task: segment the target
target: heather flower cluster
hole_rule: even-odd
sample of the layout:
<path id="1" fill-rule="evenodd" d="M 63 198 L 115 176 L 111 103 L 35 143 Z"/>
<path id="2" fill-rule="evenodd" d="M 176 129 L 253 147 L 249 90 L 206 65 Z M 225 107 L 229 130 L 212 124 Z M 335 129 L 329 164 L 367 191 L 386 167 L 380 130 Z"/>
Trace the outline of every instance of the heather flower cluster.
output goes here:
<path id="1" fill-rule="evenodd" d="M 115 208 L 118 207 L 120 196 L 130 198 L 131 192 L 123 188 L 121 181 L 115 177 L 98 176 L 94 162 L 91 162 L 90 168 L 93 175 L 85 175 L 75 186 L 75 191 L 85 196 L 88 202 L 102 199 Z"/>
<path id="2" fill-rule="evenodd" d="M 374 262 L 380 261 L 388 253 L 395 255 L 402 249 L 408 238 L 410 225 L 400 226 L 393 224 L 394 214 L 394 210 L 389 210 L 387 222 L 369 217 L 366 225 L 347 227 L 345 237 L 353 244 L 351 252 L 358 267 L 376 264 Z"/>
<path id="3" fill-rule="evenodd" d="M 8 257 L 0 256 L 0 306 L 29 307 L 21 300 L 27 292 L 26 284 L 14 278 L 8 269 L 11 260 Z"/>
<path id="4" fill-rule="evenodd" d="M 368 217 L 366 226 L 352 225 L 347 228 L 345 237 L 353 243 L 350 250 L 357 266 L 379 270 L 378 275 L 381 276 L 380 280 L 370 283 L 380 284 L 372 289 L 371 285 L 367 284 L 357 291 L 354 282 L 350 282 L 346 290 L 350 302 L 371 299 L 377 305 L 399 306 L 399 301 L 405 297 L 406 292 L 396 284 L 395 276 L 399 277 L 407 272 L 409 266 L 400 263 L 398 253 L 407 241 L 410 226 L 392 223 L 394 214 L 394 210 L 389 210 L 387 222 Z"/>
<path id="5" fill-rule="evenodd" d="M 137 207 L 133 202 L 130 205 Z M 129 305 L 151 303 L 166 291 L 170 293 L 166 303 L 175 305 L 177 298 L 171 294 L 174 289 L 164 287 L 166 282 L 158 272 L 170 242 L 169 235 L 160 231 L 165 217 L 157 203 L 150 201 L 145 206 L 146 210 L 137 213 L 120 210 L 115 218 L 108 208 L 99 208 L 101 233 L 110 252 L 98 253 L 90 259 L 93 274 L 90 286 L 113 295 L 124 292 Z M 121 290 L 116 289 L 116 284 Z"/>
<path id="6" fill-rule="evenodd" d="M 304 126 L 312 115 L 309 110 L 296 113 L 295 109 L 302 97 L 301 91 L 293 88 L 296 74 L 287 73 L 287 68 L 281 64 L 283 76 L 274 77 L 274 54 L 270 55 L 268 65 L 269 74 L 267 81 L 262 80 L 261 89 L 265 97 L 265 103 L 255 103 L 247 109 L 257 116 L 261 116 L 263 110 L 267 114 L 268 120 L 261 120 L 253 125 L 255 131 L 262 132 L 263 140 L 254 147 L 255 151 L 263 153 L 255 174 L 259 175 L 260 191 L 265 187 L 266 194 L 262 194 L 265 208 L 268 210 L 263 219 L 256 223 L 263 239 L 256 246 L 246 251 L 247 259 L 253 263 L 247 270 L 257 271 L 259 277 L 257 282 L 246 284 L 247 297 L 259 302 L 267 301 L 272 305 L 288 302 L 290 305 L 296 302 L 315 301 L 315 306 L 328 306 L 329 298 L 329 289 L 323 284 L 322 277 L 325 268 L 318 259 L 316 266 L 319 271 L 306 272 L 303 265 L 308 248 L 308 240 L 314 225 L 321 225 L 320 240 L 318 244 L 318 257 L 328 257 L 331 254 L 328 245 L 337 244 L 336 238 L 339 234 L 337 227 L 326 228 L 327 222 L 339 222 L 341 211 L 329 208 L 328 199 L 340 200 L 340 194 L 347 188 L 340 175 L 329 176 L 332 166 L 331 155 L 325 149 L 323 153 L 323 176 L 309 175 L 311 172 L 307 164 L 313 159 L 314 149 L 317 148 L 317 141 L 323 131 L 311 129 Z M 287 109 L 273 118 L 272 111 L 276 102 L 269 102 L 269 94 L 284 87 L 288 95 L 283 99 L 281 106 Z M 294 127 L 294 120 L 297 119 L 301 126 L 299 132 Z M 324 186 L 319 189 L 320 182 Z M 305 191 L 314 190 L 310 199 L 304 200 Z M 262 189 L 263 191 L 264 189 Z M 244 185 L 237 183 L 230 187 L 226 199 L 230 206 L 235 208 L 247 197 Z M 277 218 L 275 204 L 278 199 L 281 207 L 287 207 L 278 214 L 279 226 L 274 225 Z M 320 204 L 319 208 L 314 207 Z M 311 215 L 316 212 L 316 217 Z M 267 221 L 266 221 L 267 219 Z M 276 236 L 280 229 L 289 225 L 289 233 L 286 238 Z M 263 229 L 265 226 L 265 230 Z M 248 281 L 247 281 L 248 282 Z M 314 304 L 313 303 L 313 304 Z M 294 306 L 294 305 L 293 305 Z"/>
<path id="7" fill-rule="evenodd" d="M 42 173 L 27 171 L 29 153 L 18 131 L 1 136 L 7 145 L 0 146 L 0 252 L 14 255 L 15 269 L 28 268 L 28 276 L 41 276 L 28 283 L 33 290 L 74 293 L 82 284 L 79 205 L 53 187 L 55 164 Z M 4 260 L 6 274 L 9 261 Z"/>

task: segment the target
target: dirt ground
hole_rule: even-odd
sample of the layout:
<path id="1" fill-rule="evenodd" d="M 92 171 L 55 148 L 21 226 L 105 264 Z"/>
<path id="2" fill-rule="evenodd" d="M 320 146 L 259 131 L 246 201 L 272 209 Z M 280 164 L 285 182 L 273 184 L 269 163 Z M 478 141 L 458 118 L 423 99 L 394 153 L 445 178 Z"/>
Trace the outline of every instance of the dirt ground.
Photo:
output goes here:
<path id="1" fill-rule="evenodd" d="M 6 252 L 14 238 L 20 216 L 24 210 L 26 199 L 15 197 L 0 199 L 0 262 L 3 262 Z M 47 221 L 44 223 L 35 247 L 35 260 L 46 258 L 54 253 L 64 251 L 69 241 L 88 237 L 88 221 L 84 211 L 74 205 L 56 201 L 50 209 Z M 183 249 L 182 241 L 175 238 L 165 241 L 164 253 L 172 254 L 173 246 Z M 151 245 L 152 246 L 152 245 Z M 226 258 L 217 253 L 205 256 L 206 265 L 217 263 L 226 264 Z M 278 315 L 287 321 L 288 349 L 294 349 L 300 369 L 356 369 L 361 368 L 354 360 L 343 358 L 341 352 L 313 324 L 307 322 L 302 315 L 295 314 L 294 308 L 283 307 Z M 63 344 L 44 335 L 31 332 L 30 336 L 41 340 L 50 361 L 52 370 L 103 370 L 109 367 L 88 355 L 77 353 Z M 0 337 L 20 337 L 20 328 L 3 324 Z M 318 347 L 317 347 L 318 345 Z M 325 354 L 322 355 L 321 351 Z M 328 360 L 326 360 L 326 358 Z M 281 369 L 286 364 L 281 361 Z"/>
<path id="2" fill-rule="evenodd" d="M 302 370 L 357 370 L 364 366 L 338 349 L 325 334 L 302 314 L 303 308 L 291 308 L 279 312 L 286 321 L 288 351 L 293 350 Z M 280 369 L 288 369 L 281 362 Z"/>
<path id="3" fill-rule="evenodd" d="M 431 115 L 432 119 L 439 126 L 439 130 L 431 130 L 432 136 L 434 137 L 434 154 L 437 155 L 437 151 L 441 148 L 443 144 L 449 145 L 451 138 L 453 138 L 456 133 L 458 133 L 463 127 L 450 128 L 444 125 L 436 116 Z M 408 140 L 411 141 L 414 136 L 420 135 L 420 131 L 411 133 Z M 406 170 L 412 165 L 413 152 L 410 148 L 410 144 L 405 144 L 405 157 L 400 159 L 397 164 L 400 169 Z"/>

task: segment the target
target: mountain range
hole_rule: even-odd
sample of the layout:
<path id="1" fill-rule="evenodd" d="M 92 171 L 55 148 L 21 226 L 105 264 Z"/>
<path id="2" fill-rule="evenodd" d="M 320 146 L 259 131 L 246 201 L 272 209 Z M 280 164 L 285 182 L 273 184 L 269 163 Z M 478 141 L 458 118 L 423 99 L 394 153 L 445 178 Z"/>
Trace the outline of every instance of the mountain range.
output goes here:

### Task description
Please turn the lines from the very first one through the line containing "257 L 0 256", that line included, into a JSON list of strings, one string per line, omitting blank lines and any later lines.

### Expected answer
[
  "task: segment the target",
  "target: heather flower cluster",
  "hole_rule: even-odd",
  "sample of the layout:",
  "<path id=\"1\" fill-rule=\"evenodd\" d=\"M 63 198 L 115 176 L 111 103 L 35 143 Z\"/>",
  "<path id=\"2\" fill-rule=\"evenodd\" d=\"M 176 129 L 253 147 L 249 90 L 206 65 Z M 225 107 L 229 130 L 212 124 Z M 335 129 L 329 164 L 367 191 L 386 167 L 380 130 Z\"/>",
  "Trace the outline of every instance of the heather flower cluster.",
  "output goes here:",
  "<path id=\"1\" fill-rule=\"evenodd\" d=\"M 115 208 L 118 207 L 120 196 L 130 198 L 131 192 L 123 188 L 121 181 L 115 177 L 98 176 L 94 162 L 91 162 L 90 168 L 93 175 L 85 175 L 75 186 L 75 191 L 85 196 L 88 202 L 102 199 Z\"/>",
  "<path id=\"2\" fill-rule=\"evenodd\" d=\"M 374 262 L 380 261 L 388 253 L 395 255 L 402 249 L 408 238 L 410 225 L 400 226 L 393 224 L 394 214 L 394 210 L 389 210 L 387 222 L 369 217 L 366 225 L 347 227 L 345 237 L 353 244 L 351 252 L 358 267 L 376 264 Z\"/>",
  "<path id=\"3\" fill-rule=\"evenodd\" d=\"M 8 257 L 0 256 L 0 306 L 29 307 L 21 300 L 27 292 L 26 284 L 14 278 L 8 269 L 11 260 Z\"/>"
]